— START RAW DATA —
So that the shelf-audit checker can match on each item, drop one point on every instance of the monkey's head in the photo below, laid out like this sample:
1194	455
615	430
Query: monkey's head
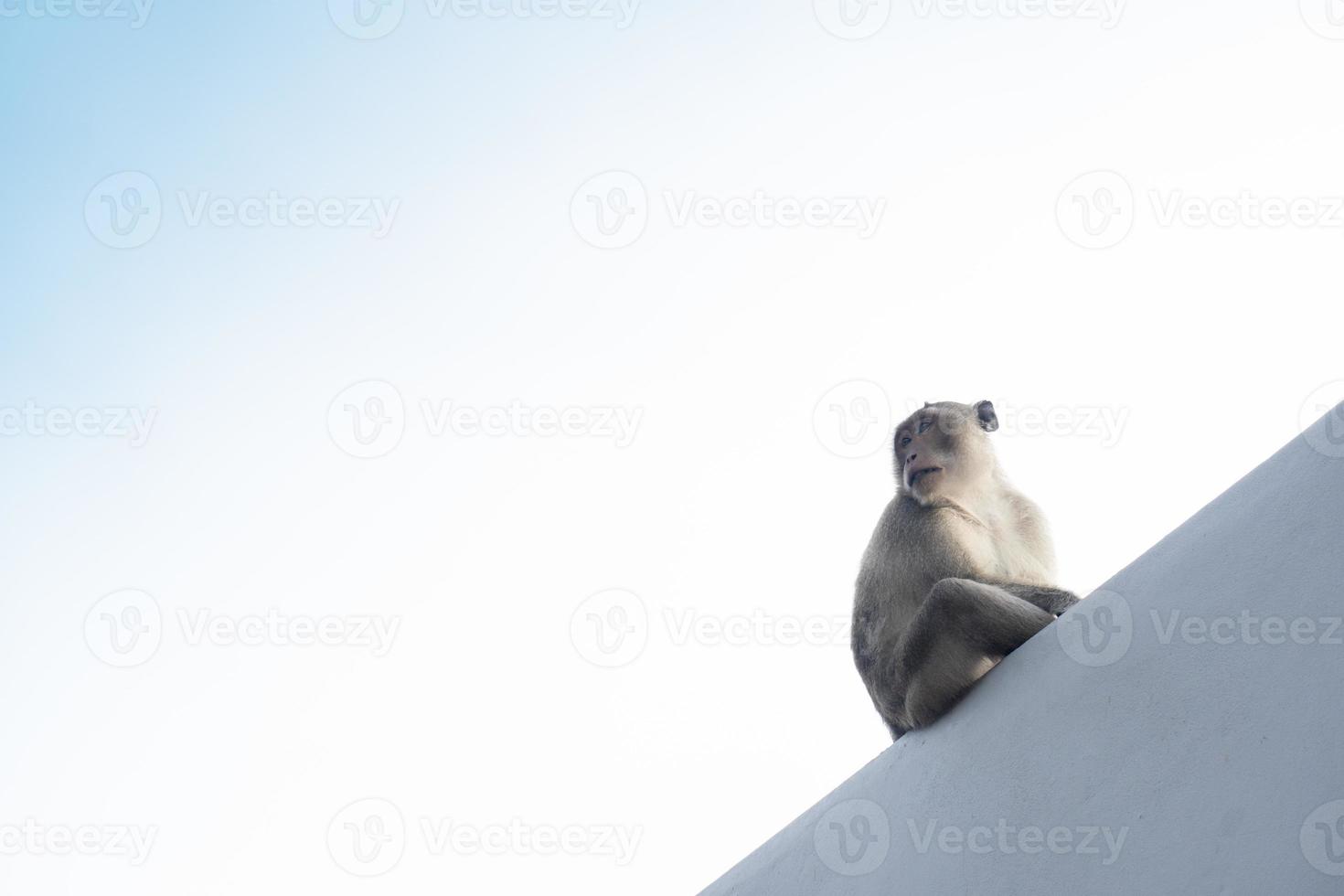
944	452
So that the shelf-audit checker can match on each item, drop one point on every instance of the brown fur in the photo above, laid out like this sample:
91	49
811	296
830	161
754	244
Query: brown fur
958	571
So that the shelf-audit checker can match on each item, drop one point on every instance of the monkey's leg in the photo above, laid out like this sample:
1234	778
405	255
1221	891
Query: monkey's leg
1055	601
960	632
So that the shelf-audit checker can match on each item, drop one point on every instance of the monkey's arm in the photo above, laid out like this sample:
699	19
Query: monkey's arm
1050	600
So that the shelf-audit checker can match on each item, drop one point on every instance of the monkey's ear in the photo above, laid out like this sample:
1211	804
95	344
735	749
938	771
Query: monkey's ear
987	417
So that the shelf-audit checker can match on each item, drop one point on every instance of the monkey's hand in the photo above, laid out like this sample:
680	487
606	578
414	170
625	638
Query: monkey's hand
1055	601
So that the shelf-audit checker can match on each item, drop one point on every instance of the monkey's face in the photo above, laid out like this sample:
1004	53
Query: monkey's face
944	452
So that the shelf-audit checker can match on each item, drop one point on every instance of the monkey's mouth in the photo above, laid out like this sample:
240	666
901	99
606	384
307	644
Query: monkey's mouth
923	472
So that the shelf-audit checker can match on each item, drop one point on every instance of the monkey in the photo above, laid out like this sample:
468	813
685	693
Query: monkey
958	572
— END RAW DATA —
EXERCISE AIM: Reproduce the full listing above verbatim, with no pictures included.

RESPONSE TO THE TASK:
So that the shelf-audit checker can match on each item, drop one point on every instance of the monkey's head in the photo below, laid out like this sample:
1194	455
615	430
Query: monkey's head
944	452
So that the shelf-audit checker can match on each item, drop one point on every instance of the brown fur in the photo above, laid out like this sample:
91	49
811	296
830	161
754	244
Query: brown fur
958	571
So that the shelf-audit checker can match on each item, drop one point on every instance of the monkey's leg in the photo above, laid out like this sample:
1234	778
405	255
1221	891
Query: monkey's leg
1055	601
960	632
So that the shelf-audit checker can match on each item, drop one point on every instance of the monkey's arm in the photo above, laid out like this sample:
699	19
Query: monkey's arm
1050	600
So that the shelf-audit checker can match on each item, drop one point on every instance of the monkey's ear in the photo above, laid out like this sample:
1211	804
95	344
735	749
938	771
Query: monkey's ear
987	417
So that the shelf-audit checker can match on each item, drop one point on every instance of the monkey's hand in the photo above, laid out like this sample:
680	487
606	578
414	170
625	638
Query: monkey's hand
1055	601
So that the shelf-audit checker can match on each item, drop one point on every instance of the monkey's face in the photo above, laid out like this sample:
1004	53
Query: monkey's face
944	452
So that the shelf-audit checker can match on each item, drop one point on every instance of the monkey's mouth in the photo above, laid out like this sample:
240	666
901	99
606	384
307	644
Query: monkey's mouth
923	472
So that the shelf-audit checker can match on each item, drop one point on every instance of the monkey in the photo above, laid out like this sample:
468	813
685	693
Query: monkey
958	572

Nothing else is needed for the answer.